(Data supplied)

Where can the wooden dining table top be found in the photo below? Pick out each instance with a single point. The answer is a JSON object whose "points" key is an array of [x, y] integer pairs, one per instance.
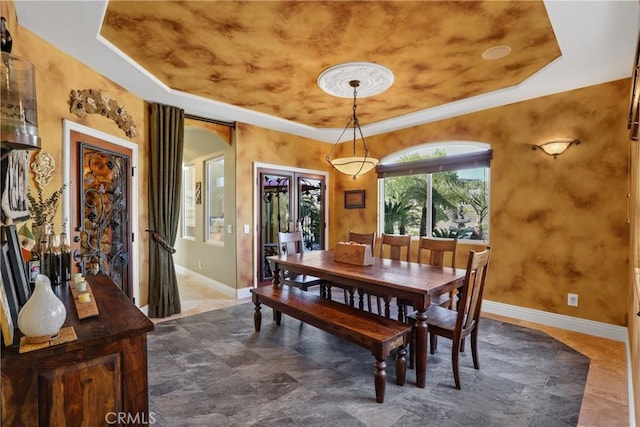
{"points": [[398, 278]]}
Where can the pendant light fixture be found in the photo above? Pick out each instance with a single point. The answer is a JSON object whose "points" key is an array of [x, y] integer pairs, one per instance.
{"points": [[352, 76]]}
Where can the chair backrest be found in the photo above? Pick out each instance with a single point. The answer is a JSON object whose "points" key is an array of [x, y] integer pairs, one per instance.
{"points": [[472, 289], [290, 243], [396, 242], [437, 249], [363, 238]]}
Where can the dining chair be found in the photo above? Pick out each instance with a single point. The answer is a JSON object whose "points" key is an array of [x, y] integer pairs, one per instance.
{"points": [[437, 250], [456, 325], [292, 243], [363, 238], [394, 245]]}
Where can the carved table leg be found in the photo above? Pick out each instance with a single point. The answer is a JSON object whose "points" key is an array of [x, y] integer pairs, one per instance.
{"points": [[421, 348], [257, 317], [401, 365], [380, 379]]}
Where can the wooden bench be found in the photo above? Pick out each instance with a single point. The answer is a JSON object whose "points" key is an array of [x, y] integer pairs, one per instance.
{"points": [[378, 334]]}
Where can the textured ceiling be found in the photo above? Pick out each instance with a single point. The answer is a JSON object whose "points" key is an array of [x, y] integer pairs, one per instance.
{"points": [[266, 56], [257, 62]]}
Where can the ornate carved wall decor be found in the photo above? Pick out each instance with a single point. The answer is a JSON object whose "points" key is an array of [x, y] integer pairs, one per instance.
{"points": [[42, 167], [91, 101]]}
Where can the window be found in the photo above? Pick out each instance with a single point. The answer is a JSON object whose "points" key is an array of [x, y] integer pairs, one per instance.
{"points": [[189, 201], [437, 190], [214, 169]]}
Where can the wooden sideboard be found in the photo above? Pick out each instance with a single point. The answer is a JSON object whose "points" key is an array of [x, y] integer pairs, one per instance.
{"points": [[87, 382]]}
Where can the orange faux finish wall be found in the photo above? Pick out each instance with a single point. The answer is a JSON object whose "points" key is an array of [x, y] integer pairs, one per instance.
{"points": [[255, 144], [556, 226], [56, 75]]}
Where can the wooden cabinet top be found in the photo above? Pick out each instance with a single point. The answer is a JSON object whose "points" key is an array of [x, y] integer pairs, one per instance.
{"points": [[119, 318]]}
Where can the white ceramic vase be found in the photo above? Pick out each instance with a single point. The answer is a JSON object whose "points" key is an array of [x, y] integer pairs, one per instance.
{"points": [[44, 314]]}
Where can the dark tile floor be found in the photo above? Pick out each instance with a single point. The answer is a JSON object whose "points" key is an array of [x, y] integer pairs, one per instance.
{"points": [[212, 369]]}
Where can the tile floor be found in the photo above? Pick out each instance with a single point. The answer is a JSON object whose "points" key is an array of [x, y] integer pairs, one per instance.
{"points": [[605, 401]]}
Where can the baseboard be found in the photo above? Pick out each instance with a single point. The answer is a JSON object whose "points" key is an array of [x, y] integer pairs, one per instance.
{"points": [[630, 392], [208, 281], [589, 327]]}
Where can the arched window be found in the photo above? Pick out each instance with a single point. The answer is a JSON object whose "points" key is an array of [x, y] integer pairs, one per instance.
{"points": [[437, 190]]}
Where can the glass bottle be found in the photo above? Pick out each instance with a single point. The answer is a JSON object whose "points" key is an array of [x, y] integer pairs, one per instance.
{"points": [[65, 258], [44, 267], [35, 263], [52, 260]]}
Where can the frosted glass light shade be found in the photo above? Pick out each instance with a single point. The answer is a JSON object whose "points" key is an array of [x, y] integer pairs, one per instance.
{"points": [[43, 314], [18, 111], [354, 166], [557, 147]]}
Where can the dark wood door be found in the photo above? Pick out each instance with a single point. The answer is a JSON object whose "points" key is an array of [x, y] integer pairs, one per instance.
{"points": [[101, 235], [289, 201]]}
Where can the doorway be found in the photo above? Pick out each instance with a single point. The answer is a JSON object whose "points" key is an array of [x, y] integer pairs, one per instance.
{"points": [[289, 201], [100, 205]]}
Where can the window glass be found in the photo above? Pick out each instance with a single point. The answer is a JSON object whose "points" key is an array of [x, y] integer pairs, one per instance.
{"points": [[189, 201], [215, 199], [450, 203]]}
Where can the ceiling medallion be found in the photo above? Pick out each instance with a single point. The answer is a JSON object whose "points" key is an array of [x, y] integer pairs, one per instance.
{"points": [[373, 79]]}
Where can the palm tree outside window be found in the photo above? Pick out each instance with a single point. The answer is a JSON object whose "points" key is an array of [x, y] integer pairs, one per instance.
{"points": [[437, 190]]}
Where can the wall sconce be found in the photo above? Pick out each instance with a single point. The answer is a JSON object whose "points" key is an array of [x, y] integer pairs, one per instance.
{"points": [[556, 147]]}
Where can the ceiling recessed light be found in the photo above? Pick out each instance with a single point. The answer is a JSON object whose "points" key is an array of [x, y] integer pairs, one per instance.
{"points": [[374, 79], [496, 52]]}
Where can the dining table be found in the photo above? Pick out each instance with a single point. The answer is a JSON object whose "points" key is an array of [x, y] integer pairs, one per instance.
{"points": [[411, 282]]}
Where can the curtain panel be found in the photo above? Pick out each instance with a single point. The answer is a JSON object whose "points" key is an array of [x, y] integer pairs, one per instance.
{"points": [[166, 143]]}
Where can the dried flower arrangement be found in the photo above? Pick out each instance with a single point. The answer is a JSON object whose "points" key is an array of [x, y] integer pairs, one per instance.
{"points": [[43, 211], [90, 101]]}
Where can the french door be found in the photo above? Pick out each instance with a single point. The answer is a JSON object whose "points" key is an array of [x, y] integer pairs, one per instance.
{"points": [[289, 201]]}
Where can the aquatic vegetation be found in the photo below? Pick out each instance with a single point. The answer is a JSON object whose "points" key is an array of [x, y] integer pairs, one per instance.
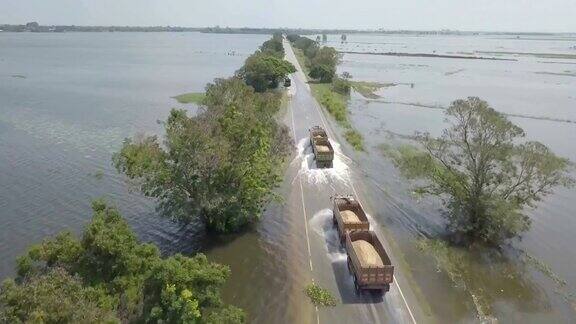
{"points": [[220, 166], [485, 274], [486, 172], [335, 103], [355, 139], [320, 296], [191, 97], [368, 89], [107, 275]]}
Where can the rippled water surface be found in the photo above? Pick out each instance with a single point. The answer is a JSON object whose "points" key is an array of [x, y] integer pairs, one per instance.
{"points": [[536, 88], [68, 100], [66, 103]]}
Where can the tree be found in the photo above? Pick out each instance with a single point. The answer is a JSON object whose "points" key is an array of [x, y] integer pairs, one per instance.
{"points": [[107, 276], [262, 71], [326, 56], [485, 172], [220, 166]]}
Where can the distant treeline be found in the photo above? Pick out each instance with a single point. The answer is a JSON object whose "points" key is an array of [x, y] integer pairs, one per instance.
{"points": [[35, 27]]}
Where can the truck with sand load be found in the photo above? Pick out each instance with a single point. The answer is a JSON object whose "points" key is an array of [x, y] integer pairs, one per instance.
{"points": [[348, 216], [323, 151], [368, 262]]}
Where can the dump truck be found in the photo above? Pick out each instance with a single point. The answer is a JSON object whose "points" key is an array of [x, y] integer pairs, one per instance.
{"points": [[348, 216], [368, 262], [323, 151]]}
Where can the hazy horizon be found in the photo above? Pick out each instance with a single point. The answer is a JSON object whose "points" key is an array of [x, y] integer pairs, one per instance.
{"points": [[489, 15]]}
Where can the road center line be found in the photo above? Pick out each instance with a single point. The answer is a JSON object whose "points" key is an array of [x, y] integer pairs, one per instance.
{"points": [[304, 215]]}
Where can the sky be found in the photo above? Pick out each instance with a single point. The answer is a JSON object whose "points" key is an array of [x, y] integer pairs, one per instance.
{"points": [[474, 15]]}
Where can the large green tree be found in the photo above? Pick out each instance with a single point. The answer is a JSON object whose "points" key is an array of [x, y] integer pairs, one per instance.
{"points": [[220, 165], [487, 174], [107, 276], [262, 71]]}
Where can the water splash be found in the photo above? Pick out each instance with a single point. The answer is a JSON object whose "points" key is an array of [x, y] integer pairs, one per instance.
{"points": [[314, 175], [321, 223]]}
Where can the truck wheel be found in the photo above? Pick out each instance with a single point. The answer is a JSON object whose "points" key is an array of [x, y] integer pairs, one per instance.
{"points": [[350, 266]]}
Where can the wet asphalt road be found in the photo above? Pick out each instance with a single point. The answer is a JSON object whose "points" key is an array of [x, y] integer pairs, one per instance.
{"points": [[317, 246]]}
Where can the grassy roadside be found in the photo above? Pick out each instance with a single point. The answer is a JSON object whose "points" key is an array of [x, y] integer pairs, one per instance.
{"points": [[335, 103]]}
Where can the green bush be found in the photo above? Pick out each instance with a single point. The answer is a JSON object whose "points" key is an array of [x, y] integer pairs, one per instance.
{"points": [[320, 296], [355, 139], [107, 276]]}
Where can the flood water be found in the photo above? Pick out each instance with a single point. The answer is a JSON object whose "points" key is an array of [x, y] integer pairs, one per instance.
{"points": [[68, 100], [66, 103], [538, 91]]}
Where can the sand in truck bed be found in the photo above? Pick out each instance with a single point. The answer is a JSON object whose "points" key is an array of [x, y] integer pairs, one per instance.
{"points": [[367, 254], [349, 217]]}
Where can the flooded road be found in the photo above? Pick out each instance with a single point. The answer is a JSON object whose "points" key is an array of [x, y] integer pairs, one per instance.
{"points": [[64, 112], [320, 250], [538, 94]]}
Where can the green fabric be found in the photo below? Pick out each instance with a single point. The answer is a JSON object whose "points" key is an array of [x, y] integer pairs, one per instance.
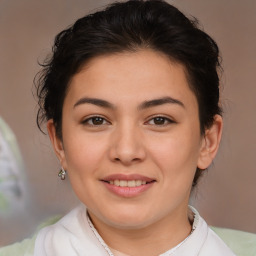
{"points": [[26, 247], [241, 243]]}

(End Data supplied)

Leave out the pictures and return, exactly as written, only the lines from the line with "Where can the flooded" through the end of the records above.

Reply:
Where can the flooded road be found in the photo above? Pick out each instance with a single point. The answer is a JSON object whose "points" key is an array of [x, y] integer pairs, one per instance.
{"points": [[64, 112], [320, 250], [538, 94]]}
Where can the green fabric be found in the photo below? Pick out each instance with a single point. The answer is a JSON object whose "points" key is an array of [x, y] integer pairs, one per instance.
{"points": [[26, 247], [241, 243]]}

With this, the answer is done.